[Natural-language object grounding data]
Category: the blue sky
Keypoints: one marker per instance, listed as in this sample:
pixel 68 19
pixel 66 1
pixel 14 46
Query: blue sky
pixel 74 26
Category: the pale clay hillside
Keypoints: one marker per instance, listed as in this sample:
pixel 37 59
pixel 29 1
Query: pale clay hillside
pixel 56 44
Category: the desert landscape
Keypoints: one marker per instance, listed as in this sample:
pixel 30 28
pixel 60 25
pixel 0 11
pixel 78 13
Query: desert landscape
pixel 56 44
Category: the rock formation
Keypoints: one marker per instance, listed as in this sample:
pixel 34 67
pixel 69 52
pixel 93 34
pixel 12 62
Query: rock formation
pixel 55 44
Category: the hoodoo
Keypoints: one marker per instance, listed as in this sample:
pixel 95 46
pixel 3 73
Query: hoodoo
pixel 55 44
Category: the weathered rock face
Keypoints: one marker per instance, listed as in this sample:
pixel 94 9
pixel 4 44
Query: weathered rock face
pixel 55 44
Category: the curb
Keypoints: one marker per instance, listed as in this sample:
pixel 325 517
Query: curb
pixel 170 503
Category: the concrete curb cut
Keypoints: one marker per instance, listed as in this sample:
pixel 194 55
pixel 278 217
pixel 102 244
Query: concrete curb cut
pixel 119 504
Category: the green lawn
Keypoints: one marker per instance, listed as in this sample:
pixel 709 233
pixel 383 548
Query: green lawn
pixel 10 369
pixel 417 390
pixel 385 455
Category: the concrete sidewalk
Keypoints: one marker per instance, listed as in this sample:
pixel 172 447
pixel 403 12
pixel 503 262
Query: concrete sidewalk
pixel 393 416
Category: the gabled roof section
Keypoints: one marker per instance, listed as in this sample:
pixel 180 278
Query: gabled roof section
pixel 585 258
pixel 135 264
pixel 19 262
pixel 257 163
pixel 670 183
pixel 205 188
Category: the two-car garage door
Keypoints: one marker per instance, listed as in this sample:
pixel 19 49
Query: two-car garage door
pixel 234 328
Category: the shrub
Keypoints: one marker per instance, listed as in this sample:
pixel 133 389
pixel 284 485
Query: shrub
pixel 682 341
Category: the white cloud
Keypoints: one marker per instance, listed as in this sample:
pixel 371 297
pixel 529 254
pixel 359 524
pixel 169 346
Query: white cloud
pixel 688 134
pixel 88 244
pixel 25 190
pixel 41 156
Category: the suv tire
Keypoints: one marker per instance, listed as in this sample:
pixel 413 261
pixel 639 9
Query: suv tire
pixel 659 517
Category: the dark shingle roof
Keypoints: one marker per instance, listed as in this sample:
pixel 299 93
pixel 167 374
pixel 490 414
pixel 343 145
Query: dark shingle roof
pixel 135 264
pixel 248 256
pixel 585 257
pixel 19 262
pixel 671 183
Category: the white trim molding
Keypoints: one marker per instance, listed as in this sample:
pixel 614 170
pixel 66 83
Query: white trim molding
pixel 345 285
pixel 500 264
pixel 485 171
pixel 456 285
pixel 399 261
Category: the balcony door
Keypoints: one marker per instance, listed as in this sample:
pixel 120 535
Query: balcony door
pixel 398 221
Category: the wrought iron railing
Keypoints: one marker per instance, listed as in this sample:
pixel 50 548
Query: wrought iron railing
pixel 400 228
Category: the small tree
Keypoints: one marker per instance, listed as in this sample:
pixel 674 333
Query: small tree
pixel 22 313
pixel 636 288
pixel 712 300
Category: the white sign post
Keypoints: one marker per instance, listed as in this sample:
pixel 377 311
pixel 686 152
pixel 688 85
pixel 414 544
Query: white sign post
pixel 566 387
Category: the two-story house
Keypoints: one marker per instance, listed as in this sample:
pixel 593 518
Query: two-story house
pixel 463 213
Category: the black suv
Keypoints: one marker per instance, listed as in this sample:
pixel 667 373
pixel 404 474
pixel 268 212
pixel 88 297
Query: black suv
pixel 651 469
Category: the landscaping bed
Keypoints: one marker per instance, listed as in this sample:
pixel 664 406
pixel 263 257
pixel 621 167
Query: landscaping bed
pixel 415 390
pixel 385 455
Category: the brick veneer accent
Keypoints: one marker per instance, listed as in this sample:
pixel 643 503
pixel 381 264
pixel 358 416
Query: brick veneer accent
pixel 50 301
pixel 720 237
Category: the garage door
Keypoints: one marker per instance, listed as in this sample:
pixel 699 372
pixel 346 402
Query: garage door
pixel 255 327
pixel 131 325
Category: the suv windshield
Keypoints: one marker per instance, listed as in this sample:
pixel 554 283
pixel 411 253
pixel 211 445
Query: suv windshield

__Exercise brief__
Looking at the data above, write out exactly the lines that start at the one containing "Category: the brick veneer accent" and end at the one containing "Category: the garage door"; include both and nothing beyond.

__Exercise solution__
Category: the brick veneer accent
Keypoints: one marker per instance, listed as in this sample:
pixel 643 503
pixel 381 264
pixel 358 416
Query: brick veneer accent
pixel 50 301
pixel 720 237
Category: the garage door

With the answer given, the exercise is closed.